Set task:
Starting at the line containing "every boy's arm" and ending with the line containing "[207,85,231,101]", output the lines below again, changing "rendering engine" to "graphics compositor" and leaving everything else unaltered.

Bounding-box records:
= = = =

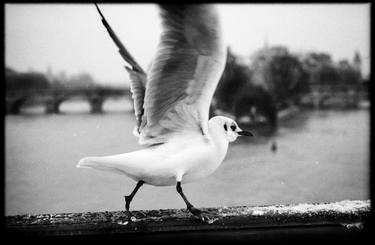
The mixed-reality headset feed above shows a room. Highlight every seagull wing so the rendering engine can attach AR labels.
[139,5,226,144]
[95,3,147,133]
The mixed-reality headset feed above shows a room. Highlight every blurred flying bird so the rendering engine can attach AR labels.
[77,5,252,220]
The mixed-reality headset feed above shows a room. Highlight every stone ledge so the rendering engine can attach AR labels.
[5,200,370,240]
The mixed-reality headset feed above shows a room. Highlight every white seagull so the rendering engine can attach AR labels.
[77,5,252,220]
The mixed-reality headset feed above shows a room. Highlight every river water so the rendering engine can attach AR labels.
[5,100,370,215]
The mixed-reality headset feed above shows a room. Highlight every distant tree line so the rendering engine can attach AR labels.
[213,46,361,127]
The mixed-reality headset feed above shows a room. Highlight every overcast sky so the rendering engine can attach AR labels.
[5,4,370,84]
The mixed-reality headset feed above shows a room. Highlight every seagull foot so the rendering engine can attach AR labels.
[188,207,217,224]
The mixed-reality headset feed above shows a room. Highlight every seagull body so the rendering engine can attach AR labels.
[79,118,228,186]
[77,5,251,218]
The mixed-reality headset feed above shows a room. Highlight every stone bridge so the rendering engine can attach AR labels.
[5,87,131,114]
[301,85,368,109]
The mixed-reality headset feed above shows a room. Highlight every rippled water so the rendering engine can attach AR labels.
[5,102,370,215]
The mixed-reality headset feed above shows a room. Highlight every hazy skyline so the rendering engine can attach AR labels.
[5,4,370,84]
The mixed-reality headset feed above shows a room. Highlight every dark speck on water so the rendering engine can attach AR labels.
[5,102,369,215]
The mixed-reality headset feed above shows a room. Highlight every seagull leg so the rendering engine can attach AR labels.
[176,181,207,221]
[124,180,145,218]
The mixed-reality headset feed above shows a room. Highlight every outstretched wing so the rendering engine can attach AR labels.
[140,5,226,144]
[95,3,147,133]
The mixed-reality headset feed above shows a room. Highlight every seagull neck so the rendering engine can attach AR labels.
[208,122,229,158]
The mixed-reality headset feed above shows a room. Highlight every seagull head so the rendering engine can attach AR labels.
[210,116,253,142]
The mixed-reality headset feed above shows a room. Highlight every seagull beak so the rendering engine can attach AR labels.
[237,130,254,136]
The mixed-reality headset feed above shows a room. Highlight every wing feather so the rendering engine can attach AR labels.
[140,5,226,144]
[95,3,147,133]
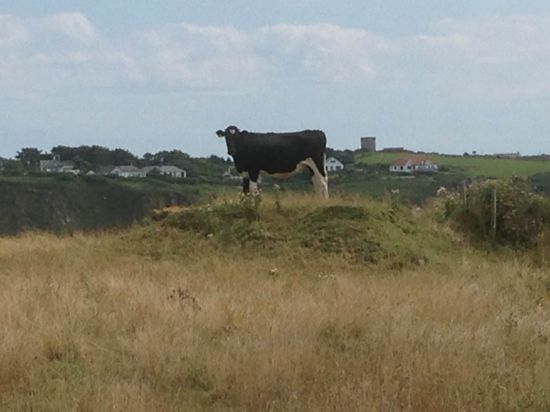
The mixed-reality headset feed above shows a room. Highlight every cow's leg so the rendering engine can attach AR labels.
[249,172,260,196]
[303,158,328,199]
[243,177,250,195]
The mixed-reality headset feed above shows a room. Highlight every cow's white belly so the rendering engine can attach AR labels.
[262,162,306,179]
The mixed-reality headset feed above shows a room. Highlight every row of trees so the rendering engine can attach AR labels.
[1,145,354,177]
[1,145,232,177]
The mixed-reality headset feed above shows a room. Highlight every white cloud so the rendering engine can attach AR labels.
[42,13,97,44]
[0,13,550,99]
[260,24,394,82]
[414,15,550,99]
[0,14,28,49]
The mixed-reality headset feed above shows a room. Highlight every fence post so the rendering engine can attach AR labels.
[491,187,497,241]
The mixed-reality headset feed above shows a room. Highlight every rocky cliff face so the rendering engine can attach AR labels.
[0,180,194,235]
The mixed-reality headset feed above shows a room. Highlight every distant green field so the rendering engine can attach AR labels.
[356,153,550,177]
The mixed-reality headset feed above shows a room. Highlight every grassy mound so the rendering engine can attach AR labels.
[149,195,451,267]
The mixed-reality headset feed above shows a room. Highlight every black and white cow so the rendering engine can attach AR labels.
[216,126,328,198]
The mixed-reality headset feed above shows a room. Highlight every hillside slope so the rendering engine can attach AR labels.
[0,179,194,235]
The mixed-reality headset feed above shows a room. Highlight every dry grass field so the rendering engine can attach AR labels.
[0,195,550,411]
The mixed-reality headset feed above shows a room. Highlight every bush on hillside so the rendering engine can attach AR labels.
[444,178,550,248]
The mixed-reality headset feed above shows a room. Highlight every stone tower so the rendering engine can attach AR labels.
[361,137,376,152]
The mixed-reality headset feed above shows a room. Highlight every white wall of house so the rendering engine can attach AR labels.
[326,157,344,172]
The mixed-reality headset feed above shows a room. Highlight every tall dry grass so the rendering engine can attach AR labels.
[0,201,550,411]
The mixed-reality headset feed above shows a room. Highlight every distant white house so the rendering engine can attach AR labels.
[40,154,80,175]
[326,157,344,172]
[107,165,147,179]
[141,165,187,179]
[390,156,439,173]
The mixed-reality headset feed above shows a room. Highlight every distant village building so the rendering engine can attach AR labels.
[222,166,242,180]
[40,154,80,175]
[107,165,147,179]
[326,157,344,172]
[381,147,408,153]
[493,152,521,159]
[141,165,187,179]
[390,156,439,173]
[361,137,376,152]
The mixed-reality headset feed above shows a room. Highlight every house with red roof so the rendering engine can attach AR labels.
[390,156,439,173]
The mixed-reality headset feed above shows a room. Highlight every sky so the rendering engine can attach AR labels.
[0,0,550,157]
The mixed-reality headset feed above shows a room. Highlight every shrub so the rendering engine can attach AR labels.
[445,178,550,247]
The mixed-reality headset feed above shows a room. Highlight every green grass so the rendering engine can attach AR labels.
[356,153,550,177]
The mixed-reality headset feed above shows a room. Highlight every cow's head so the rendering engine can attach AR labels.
[216,126,240,157]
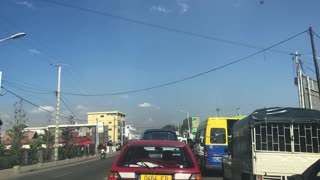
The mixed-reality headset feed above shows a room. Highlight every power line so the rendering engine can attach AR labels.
[61,97,85,121]
[2,80,54,94]
[1,86,69,119]
[40,0,290,54]
[313,31,320,39]
[61,30,308,96]
[301,61,316,74]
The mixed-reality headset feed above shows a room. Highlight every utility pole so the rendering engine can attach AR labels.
[54,65,61,161]
[309,27,320,98]
[112,117,116,144]
[291,51,305,108]
[120,119,124,147]
[216,108,221,117]
[96,118,99,154]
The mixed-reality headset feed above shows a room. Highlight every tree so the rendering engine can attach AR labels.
[8,99,28,164]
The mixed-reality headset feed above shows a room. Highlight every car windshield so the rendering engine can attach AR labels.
[142,131,177,141]
[117,145,194,168]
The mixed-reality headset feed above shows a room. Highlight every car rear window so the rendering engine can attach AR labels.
[117,145,194,168]
[142,131,177,141]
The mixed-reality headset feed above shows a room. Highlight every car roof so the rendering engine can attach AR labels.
[128,140,186,147]
[144,129,175,133]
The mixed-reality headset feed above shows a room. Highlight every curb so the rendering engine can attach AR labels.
[0,152,118,179]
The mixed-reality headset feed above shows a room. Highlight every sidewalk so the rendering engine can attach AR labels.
[0,152,118,179]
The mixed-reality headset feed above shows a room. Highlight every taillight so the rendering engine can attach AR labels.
[107,171,120,180]
[190,173,202,180]
[204,149,208,158]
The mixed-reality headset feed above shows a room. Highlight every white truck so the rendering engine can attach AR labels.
[222,108,320,180]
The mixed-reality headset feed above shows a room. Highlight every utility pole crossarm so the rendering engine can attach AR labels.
[309,27,320,98]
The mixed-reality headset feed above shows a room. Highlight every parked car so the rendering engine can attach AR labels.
[106,140,202,180]
[142,129,178,141]
[288,159,320,180]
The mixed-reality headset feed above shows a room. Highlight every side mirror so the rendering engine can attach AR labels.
[224,148,231,156]
[288,174,304,180]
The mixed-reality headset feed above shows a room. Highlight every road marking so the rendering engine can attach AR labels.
[53,172,72,178]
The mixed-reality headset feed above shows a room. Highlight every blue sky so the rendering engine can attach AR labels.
[0,0,320,130]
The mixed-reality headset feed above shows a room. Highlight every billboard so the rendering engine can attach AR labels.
[98,122,104,133]
[191,117,200,133]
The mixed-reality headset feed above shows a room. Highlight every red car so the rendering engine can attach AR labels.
[106,140,202,180]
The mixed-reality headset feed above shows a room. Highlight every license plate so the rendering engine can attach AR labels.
[140,174,172,180]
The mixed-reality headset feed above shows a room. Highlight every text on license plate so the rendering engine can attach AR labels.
[141,174,172,180]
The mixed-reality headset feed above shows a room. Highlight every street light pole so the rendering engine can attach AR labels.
[0,32,26,42]
[54,65,61,161]
[178,109,190,136]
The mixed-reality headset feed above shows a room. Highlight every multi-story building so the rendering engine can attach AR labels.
[87,111,126,143]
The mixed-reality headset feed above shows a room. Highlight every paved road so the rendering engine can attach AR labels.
[6,157,222,180]
[11,157,116,180]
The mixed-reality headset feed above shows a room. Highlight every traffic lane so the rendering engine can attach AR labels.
[11,156,116,180]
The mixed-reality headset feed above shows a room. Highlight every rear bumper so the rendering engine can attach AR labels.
[205,165,222,171]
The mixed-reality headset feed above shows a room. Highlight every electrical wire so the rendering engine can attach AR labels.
[38,0,290,54]
[2,80,54,94]
[301,61,316,74]
[61,30,308,96]
[312,31,320,39]
[1,86,69,119]
[60,97,85,121]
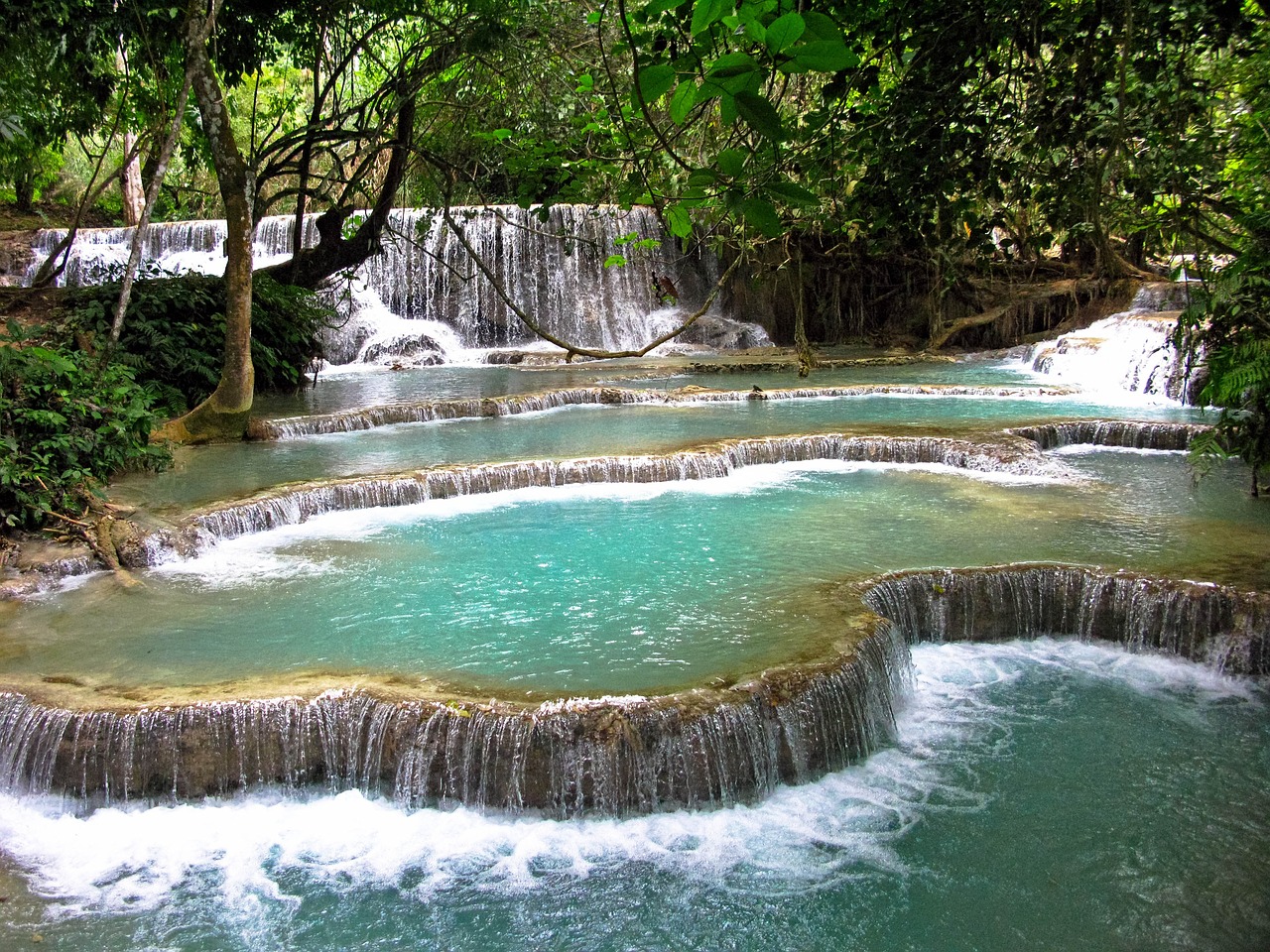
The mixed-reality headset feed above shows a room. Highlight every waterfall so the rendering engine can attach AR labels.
[865,566,1270,675]
[1006,420,1209,450]
[250,384,1072,439]
[1024,283,1190,403]
[28,204,771,364]
[182,434,1080,551]
[0,566,1270,816]
[0,625,908,815]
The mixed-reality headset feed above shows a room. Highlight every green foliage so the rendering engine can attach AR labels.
[1176,16,1270,494]
[67,274,334,416]
[0,325,171,528]
[1179,265,1270,495]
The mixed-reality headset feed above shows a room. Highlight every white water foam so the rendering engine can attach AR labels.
[0,640,1264,915]
[150,459,1080,588]
[1021,311,1185,407]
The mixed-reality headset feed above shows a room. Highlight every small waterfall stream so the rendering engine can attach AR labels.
[179,434,1080,548]
[1024,283,1190,403]
[28,204,771,366]
[0,566,1270,815]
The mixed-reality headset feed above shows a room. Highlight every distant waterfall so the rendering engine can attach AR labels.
[1024,283,1189,403]
[179,432,1079,547]
[1006,420,1210,452]
[28,204,771,363]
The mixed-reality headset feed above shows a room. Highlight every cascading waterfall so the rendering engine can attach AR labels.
[249,384,1081,439]
[28,205,771,363]
[865,566,1270,675]
[0,625,908,815]
[0,566,1270,815]
[179,434,1080,547]
[361,204,713,350]
[1007,420,1209,450]
[1024,283,1190,403]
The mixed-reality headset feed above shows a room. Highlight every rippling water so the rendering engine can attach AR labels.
[0,640,1270,952]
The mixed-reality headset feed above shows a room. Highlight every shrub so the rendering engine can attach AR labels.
[0,323,171,528]
[67,274,335,416]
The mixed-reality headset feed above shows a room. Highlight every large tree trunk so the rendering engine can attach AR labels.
[158,0,255,443]
[264,96,416,291]
[119,132,146,228]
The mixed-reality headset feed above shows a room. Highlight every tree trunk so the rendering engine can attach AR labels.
[156,0,255,443]
[119,132,146,228]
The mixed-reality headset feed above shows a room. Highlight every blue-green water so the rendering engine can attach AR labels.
[0,641,1270,952]
[114,386,1204,508]
[0,355,1270,952]
[0,452,1270,694]
[255,358,1036,416]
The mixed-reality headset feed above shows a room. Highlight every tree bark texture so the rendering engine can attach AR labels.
[158,0,255,443]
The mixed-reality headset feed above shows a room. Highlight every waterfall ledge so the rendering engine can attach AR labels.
[0,566,1270,815]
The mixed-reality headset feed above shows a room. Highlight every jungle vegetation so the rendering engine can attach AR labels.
[0,0,1270,518]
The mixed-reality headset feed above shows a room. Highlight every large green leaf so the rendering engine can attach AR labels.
[767,181,821,205]
[693,0,731,36]
[706,52,758,78]
[740,195,785,237]
[666,204,693,239]
[767,13,807,54]
[715,149,749,178]
[789,40,860,72]
[671,80,698,126]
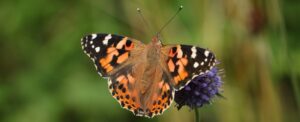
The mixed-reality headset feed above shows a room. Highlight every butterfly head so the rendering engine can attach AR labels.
[151,34,162,47]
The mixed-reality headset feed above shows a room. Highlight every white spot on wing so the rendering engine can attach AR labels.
[194,62,199,68]
[103,34,111,45]
[191,47,197,58]
[177,46,183,58]
[92,34,97,40]
[204,50,209,57]
[95,47,100,53]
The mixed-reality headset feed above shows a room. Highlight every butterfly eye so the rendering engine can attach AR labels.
[169,47,177,57]
[125,40,133,50]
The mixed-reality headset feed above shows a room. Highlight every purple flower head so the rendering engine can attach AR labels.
[175,67,223,109]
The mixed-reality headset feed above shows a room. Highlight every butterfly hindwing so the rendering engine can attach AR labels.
[81,34,139,77]
[108,63,175,117]
[164,45,216,90]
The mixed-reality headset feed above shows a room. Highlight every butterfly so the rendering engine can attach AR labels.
[81,33,216,117]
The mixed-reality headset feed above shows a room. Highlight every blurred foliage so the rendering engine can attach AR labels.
[0,0,300,122]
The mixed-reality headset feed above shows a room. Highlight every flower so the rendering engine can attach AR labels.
[175,67,223,110]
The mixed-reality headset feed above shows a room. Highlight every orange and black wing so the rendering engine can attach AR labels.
[81,34,143,77]
[163,45,216,90]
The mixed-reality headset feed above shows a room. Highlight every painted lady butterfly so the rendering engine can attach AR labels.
[81,34,216,117]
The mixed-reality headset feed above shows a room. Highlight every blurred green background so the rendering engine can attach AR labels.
[0,0,300,122]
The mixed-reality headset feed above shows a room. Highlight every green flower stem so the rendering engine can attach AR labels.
[195,108,200,122]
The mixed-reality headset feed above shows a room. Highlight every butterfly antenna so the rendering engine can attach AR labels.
[136,8,154,32]
[157,5,183,35]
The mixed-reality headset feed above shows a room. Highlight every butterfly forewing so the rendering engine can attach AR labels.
[163,45,216,90]
[81,34,142,77]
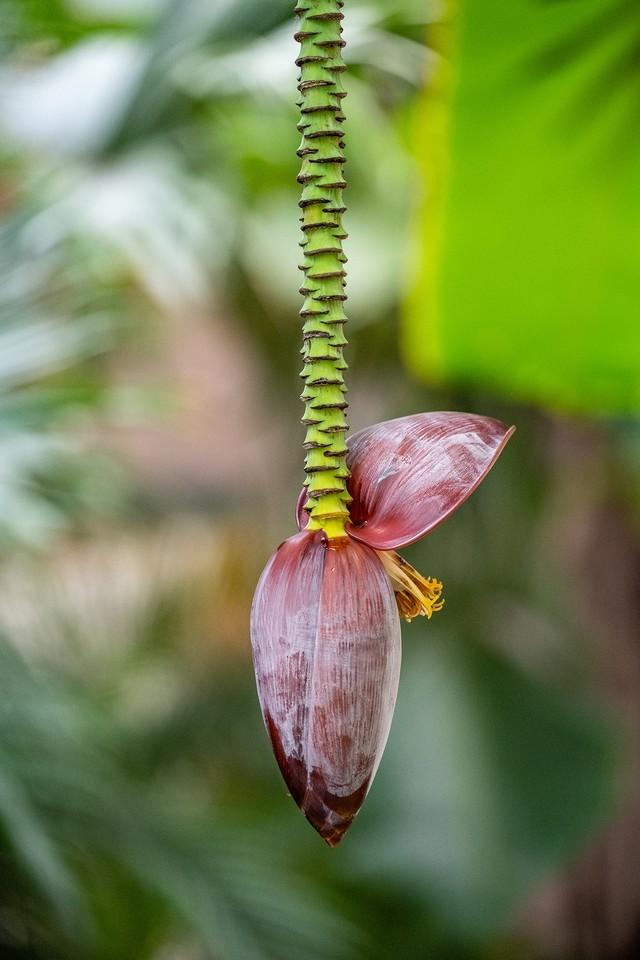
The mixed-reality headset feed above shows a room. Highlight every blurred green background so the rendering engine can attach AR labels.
[0,0,640,960]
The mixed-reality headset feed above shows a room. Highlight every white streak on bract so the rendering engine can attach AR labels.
[251,531,401,826]
[348,412,512,550]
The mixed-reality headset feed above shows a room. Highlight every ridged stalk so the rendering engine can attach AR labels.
[295,0,351,541]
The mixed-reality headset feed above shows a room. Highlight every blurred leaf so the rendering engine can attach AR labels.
[353,630,613,940]
[404,0,640,413]
[0,644,354,960]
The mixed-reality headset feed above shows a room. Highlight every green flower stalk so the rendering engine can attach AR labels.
[295,0,352,541]
[251,0,512,847]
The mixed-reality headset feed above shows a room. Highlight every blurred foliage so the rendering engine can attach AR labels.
[0,0,639,960]
[404,0,640,413]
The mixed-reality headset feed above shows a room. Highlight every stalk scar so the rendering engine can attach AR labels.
[295,0,352,540]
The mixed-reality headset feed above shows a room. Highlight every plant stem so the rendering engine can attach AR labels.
[296,0,352,541]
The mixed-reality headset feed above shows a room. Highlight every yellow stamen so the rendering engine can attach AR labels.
[376,550,444,623]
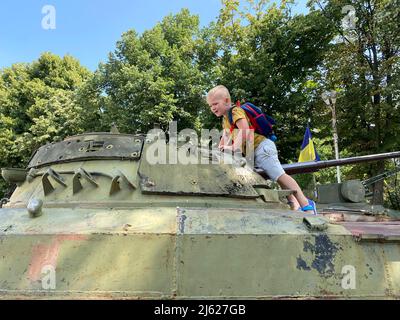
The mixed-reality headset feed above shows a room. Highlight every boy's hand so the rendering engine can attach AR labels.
[218,144,233,151]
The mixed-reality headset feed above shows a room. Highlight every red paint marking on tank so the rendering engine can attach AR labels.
[28,235,87,281]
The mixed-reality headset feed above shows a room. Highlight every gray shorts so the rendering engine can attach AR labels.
[254,139,285,181]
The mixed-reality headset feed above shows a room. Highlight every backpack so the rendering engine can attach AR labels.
[228,101,277,142]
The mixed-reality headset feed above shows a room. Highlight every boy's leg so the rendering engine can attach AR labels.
[255,139,308,212]
[277,173,308,207]
[286,194,300,211]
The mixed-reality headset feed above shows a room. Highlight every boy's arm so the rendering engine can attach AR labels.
[218,129,229,150]
[233,118,250,152]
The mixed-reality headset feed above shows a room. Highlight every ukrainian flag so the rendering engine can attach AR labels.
[298,124,321,162]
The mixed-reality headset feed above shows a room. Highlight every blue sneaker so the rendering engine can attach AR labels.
[300,199,318,215]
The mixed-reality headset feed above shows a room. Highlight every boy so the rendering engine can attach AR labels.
[207,85,317,214]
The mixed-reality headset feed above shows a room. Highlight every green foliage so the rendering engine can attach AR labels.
[0,53,95,198]
[84,9,217,133]
[212,0,333,162]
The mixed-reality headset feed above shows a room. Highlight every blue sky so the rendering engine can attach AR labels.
[0,0,308,70]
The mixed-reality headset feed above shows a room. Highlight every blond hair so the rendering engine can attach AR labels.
[207,85,231,101]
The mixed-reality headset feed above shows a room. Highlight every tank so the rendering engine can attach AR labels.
[0,133,400,299]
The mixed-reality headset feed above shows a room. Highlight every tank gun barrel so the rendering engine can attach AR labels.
[282,151,400,175]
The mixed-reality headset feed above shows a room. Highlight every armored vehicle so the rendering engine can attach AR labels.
[0,133,400,299]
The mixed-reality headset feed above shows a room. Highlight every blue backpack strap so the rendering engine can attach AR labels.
[240,102,257,118]
[228,108,233,125]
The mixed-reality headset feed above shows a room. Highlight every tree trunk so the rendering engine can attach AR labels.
[372,160,385,205]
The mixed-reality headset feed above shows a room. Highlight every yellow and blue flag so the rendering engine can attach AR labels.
[299,124,321,162]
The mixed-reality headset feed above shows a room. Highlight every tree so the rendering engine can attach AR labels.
[310,0,400,204]
[89,9,219,132]
[0,53,96,198]
[212,0,333,162]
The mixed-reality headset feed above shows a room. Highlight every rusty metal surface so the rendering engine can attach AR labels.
[341,221,400,239]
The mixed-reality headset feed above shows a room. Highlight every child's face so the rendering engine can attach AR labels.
[207,95,230,117]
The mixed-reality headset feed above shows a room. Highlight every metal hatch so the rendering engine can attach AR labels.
[28,133,144,169]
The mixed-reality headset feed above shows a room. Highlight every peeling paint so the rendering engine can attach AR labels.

= = = =

Output of the exercise:
The mixed-reality headset feed above shows a room. Highlight every boy's arm so the graphics compositor can attach AR labels.
[218,129,229,150]
[233,118,250,152]
The mixed-reality headset feed above shows a room. Highlight every ukrainian flag so the graphics compositor can attach AR labels.
[298,124,321,162]
The mixed-reality headset feed above shows a room. Highlight every blue sneaker so the graphics compositor can attach AR labels.
[300,199,318,215]
The mixed-reality headset feed above shows a room. Highlight every boy so the graphics compositor can attach AR labels.
[207,85,317,214]
The mixed-reality headset feed above shows a room. Highlight every green foliage so the graphics compositor can attach AR labels.
[0,53,95,198]
[84,9,217,133]
[212,0,333,162]
The mixed-reality headset feed above shows a room. Highlight every blue sky so the graphics compositor can attach AR labels.
[0,0,308,70]
The mixed-reality headset feed above shows a room. Highlight every blond hair so the graphics compositor can attach AR labels.
[207,85,231,101]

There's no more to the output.